Text section
Lemon Theory, Information Asymmetry

Main dependent construct(s)/factor(s)

Price premium, consumer choice, product returns

Main independent construct(s)/factor(s)

- product type, product quality/fit uncertainty, seller uncertainty

Price of product
- Acclaimed product quality by selling party
- Expected/perceived product quality by buying party
- Actual quality of the product
- Average market price of the product

Concise description of theory

In 1970 George Akerlof published a ground breaking paper about the consequences of information assymetry. The full title is : 'The Market for Lemons: Quality Uncertainty and the Market Mechanism'.

In markets where it is impossible to asses the quality of a product/service, where, so to say the seller of the product has more information than the buyer, the market will gradualy deteriorate and maybe even eventually dissapear altogether.

The main issue is that quality is unassesible beforehand, thus giving sellers incentives to present the product/service as being of higher quality than it actually is. The buyer, however, knows this and will take the average quality of the market into consideration. This will have as a result that high quality products/services will leave the market, since they will only sell for average market quality goods.

Therefore the average market quality will deteriorate and the market will shrink.

The paper also talks about the 'cost of dishonesty'. The cost of dishonesty, therefore, lies not only in the amount by which the purchaser is cheated; the cost also must include the loss incurred from driving legitimate business out of existence.

Given problem
Please explain why high-quality products leave the market, according to the lemon theory text, in one to three sentences. The rows that come next are separate material from the text above.

Given information
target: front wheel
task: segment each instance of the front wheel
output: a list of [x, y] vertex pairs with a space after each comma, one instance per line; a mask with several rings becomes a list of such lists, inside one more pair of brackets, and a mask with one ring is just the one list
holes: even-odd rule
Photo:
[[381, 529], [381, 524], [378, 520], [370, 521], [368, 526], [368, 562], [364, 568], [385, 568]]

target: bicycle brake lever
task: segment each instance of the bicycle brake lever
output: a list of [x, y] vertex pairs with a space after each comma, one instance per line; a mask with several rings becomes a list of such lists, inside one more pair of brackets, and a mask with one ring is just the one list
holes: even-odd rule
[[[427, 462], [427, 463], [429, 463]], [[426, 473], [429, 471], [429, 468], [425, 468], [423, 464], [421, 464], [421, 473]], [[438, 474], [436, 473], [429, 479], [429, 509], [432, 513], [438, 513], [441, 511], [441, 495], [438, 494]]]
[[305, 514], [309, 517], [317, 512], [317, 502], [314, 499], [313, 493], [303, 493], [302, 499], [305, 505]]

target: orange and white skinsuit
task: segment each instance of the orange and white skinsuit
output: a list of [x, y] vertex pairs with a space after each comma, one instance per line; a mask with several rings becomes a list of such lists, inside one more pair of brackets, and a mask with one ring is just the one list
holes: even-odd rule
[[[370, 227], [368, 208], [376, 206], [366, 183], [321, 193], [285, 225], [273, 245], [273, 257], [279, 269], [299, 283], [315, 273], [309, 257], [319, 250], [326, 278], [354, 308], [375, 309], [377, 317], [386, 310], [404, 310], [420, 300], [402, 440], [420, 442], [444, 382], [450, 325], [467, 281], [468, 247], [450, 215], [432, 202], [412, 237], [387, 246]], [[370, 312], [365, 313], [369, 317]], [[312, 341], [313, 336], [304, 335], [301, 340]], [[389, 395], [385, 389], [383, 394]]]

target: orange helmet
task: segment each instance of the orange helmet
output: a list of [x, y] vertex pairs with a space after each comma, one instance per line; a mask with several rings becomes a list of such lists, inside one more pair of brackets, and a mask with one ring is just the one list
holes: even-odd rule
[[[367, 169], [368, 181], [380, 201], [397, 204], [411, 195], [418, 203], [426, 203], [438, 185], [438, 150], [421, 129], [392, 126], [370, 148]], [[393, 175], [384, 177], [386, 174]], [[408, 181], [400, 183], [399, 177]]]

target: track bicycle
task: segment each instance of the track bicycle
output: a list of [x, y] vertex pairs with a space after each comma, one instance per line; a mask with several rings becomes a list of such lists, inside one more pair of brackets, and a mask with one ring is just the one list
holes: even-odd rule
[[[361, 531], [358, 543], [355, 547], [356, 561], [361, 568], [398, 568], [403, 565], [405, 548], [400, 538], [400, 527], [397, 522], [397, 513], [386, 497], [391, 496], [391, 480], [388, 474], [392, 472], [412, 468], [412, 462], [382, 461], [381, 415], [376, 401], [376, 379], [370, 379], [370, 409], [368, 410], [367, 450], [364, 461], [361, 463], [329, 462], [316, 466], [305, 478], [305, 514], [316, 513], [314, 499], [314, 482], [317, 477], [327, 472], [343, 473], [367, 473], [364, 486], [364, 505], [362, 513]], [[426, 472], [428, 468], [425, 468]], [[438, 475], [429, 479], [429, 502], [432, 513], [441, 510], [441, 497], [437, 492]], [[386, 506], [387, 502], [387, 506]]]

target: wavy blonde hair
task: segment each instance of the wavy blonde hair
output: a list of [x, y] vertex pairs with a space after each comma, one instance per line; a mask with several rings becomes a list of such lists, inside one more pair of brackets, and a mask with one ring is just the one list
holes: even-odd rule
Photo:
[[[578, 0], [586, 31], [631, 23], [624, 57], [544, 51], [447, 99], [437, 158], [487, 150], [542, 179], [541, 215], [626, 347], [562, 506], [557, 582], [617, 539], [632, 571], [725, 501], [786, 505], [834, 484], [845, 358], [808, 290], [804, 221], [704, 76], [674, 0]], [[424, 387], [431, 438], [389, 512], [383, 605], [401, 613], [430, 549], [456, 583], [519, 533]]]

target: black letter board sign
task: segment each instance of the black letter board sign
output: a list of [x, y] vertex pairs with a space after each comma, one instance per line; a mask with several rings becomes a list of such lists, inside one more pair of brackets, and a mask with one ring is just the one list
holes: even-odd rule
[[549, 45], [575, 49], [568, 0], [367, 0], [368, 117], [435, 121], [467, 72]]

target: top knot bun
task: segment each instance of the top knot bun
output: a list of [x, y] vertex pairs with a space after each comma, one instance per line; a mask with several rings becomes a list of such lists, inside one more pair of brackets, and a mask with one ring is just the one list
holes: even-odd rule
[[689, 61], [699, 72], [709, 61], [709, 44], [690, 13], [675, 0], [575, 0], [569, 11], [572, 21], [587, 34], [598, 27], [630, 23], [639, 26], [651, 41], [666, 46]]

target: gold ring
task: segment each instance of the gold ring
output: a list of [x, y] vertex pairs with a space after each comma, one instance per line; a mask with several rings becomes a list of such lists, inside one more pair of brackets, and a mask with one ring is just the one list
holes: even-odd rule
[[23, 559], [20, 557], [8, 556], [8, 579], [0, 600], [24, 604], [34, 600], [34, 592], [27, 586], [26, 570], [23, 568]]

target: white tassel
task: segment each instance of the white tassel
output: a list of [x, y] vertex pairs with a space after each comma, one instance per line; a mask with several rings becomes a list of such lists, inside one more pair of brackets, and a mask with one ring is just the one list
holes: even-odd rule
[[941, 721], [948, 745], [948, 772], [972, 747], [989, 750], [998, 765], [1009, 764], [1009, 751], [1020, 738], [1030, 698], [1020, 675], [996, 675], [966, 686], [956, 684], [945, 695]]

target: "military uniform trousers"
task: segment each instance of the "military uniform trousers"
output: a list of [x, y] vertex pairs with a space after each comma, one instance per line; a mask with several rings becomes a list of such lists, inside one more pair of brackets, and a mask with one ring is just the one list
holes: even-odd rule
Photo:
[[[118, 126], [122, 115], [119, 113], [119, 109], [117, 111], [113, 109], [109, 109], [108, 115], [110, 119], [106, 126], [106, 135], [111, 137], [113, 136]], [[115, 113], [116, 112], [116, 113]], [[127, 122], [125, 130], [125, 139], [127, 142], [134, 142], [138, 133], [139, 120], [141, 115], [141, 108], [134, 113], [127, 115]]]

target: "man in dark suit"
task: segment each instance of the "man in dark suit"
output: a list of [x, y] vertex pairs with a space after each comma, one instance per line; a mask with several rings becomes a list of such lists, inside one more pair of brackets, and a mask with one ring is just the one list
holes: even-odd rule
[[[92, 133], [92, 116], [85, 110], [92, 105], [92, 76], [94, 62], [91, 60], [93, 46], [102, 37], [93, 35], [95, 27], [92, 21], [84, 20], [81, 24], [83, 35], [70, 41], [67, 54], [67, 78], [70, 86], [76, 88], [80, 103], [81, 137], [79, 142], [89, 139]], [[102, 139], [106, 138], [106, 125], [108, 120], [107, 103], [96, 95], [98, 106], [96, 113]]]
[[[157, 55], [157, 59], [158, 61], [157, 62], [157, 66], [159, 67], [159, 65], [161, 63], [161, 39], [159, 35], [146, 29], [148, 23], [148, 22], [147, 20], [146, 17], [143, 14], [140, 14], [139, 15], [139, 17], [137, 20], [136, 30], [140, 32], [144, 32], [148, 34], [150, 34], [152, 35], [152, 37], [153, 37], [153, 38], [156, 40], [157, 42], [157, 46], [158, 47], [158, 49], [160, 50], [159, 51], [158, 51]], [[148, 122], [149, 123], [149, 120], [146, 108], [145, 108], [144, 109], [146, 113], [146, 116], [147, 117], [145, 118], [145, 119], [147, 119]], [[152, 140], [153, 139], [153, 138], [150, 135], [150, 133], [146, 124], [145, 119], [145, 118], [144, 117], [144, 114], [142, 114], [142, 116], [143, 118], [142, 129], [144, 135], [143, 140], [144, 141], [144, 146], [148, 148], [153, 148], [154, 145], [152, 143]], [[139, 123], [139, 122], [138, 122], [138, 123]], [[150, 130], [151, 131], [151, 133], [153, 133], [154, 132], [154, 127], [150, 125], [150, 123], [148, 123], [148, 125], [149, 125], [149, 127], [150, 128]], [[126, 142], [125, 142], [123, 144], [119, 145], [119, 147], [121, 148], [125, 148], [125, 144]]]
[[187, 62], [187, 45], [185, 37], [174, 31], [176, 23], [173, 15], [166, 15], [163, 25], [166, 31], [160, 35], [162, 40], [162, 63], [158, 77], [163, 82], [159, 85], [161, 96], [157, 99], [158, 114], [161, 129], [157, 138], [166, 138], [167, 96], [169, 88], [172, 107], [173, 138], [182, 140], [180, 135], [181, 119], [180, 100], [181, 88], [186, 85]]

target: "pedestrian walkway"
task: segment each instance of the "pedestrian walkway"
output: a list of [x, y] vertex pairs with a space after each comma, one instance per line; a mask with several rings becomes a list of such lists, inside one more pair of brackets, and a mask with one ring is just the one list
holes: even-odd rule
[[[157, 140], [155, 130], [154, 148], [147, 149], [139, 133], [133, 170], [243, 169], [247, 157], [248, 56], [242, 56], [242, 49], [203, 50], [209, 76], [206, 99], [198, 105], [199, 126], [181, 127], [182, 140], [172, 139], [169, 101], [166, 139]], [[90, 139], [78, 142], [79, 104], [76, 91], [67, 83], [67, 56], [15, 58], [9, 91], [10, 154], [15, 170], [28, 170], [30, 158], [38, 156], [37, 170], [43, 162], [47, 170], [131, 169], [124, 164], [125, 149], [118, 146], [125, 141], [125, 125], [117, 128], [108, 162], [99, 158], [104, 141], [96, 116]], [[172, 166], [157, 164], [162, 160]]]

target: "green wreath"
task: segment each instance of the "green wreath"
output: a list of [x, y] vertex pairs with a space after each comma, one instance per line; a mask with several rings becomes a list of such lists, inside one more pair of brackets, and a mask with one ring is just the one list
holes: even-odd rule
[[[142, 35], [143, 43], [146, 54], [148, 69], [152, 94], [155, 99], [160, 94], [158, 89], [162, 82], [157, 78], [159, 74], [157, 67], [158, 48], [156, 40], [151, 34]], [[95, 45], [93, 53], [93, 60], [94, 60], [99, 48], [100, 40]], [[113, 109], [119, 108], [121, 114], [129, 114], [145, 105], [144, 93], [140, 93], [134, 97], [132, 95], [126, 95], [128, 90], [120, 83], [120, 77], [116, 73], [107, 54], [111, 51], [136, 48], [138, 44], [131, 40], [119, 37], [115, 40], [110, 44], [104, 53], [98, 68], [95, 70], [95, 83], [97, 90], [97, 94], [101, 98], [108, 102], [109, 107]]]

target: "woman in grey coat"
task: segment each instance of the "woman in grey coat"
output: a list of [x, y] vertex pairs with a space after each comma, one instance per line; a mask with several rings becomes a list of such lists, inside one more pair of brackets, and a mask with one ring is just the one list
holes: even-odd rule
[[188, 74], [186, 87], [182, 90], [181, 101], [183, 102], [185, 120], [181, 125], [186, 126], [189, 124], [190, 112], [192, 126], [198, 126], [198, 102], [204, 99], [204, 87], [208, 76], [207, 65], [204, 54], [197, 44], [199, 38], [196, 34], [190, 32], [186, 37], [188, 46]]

Exercise response
Because quality cannot be assessed beforehand, sellers have an incentive to present their products as better than they are, and buyers, knowing this, factor in the average quality of the market. High-quality products therefore sell only at the price of average-quality goods, so they leave the market.